• **文書の一部**
::::::

昔の船員がよく使っていた船乗りならではの言葉、「船乗り用語」もどんどん消えて死語になった言葉がたくさんありますが、若手航海士の皆さんには是非「船乗り用語」を一つでも多く覚えて、記憶の片隅に留めて欲しいものです。そして、外航船員のDNAを途絶えさせないよう後輩へ少しでも語り継いで下さい。ここでは私達船乗りが日常で何気なく使っている「船乗り用語」の第3弾としてさらにいくつか紹介します。
あんな船乗り用語、こんな船乗り用語 (その1) あんな船乗り用語、こんな船乗り用語 (その2)「くにもん」

::::::

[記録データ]
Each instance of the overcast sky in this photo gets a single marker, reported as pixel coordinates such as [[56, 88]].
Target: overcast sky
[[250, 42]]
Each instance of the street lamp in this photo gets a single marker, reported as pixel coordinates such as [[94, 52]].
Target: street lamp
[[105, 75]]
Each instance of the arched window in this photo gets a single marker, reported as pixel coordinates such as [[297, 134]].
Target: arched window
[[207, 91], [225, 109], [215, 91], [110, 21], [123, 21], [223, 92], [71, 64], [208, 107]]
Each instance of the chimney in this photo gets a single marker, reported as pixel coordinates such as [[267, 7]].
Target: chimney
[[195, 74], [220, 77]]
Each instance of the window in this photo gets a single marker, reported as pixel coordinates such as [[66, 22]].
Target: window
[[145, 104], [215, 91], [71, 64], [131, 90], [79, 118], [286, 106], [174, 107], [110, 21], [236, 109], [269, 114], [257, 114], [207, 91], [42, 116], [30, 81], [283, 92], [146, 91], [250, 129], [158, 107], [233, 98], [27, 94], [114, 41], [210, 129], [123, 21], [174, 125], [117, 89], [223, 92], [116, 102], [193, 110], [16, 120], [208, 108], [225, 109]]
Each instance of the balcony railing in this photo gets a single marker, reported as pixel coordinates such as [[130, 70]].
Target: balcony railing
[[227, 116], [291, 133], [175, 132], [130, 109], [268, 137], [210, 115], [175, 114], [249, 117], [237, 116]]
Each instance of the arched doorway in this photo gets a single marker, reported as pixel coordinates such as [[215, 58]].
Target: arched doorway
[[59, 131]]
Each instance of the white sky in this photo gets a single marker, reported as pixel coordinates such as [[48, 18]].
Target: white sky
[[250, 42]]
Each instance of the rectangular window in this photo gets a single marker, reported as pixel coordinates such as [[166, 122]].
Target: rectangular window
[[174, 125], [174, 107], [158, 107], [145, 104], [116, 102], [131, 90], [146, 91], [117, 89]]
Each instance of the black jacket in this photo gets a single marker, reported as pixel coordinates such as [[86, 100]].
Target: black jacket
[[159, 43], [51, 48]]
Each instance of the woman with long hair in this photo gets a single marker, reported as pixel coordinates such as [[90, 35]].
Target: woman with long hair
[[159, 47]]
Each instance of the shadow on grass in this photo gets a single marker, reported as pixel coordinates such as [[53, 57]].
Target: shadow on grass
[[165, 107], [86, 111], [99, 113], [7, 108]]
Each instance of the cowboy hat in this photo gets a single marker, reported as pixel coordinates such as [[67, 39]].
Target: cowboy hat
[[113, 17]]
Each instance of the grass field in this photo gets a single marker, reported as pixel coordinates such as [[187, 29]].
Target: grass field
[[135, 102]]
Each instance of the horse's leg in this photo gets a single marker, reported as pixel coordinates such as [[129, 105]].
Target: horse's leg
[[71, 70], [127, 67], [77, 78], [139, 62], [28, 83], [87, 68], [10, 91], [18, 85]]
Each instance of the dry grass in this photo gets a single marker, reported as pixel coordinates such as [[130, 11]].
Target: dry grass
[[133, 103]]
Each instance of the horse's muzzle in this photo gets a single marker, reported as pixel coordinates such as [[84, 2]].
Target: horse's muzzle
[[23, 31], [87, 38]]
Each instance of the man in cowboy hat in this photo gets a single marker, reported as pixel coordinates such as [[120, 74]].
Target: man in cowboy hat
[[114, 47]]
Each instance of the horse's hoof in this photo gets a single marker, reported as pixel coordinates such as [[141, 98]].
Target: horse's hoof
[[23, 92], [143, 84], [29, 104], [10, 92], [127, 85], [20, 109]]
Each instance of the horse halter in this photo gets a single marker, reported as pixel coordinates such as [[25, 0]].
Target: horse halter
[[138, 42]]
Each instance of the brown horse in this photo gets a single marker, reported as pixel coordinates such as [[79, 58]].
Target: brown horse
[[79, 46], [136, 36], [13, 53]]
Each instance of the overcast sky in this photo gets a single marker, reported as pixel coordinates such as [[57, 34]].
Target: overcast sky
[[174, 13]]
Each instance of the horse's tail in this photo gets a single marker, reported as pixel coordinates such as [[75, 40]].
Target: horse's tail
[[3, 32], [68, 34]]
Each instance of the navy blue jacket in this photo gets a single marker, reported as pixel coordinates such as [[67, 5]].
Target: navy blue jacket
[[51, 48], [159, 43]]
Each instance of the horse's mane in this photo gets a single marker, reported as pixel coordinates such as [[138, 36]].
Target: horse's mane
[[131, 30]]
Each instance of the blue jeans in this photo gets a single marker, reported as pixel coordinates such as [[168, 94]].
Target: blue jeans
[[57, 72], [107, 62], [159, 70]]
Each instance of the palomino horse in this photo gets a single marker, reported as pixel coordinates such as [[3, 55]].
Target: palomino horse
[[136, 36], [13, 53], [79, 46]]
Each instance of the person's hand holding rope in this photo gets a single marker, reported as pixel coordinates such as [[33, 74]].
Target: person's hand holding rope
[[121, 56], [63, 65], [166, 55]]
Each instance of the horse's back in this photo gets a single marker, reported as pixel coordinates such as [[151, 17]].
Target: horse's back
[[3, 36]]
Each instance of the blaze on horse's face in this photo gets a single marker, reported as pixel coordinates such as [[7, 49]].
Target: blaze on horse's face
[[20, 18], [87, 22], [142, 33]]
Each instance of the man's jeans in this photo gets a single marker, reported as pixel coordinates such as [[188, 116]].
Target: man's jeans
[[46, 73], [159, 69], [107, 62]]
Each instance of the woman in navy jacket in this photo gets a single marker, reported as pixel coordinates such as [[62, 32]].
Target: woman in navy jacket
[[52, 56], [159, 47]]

::::::

• **課題の指示**
船乗り用語についての文章で、ここで紹介される用語は第何弾にあたるか答えてください。

• **解答例**
第3弾です。